DATA FOR THIS EXERCISE:
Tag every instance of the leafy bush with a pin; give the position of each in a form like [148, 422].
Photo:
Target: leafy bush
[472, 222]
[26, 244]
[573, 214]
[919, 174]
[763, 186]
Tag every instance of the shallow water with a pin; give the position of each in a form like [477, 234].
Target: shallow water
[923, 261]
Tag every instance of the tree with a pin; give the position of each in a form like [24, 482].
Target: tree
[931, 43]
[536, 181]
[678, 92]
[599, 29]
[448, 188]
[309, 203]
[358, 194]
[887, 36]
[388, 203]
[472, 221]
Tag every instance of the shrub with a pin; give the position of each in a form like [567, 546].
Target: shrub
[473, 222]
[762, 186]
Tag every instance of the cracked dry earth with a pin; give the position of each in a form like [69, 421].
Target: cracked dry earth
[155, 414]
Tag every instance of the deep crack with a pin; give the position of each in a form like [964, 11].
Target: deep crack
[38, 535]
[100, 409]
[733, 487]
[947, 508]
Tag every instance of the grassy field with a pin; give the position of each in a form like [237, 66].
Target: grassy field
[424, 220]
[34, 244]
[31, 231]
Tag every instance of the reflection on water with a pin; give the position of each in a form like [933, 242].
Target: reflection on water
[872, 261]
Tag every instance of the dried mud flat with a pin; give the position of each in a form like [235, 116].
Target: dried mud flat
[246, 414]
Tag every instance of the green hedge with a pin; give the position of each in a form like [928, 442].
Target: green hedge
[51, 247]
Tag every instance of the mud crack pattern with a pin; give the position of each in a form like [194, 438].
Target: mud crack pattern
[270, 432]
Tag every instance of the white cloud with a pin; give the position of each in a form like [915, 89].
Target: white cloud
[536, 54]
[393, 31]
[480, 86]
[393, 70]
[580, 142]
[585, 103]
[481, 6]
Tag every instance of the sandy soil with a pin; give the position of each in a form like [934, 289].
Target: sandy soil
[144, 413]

WHAT IS EXPECTED: Please return the whole listing above unchanged, every line in its original order and wording.

SOLUTION FOR THIS EXERCISE:
Tag every instance of the leafy bush with a pin; give the position of each in a form like [148, 422].
Photo:
Target: leafy bush
[472, 222]
[26, 244]
[573, 214]
[919, 174]
[763, 186]
Tag every instance of the shallow water with a pin; give the position of each in a form like [477, 234].
Target: shallow water
[923, 261]
Tag every instance of the tree with a pin; give the position of each in a form like [24, 482].
Target: tree
[931, 43]
[536, 181]
[678, 92]
[599, 29]
[448, 188]
[309, 203]
[358, 194]
[887, 36]
[388, 203]
[472, 221]
Tag every instance of the shrub with a pin; give the position of each in a form like [567, 546].
Target: shrub
[473, 222]
[762, 186]
Tag every instance of the cracked dry earth with a pin; give the position of each in a form like [69, 421].
Target: cracked dry earth
[155, 414]
Tag every instance of the deep crack with a pin; give the position of each in a form like [964, 11].
Target: deep crack
[38, 535]
[100, 409]
[733, 487]
[947, 508]
Tag every instance of the grassy field with a pin; give the position of each in a form like [237, 66].
Target: grassy field
[424, 220]
[34, 244]
[31, 231]
Tag every instance of the reflection on water with a pin; give the position of each in a form like [933, 242].
Target: reflection on water
[872, 261]
Tag every instance of the dried mud flat with a pin; give the position of each in a form like [235, 116].
Target: dried mud flat
[246, 414]
Tag every instance of the green hedge with a pin; give the position of each in a form like [928, 442].
Target: green hedge
[51, 247]
Tag every instance of the mud crack pattern with a pin; give the position of each in a form like [194, 438].
Target: mud crack pattern
[270, 432]
Tag every instance of the white cloud with a pin; give the position of each in a form like [915, 89].
Target: white cloud
[536, 54]
[393, 31]
[480, 86]
[393, 70]
[580, 142]
[585, 103]
[481, 6]
Tag every instance of the sandy soil with a pin; give the position of each in a form like [934, 289].
Target: sandy soil
[144, 413]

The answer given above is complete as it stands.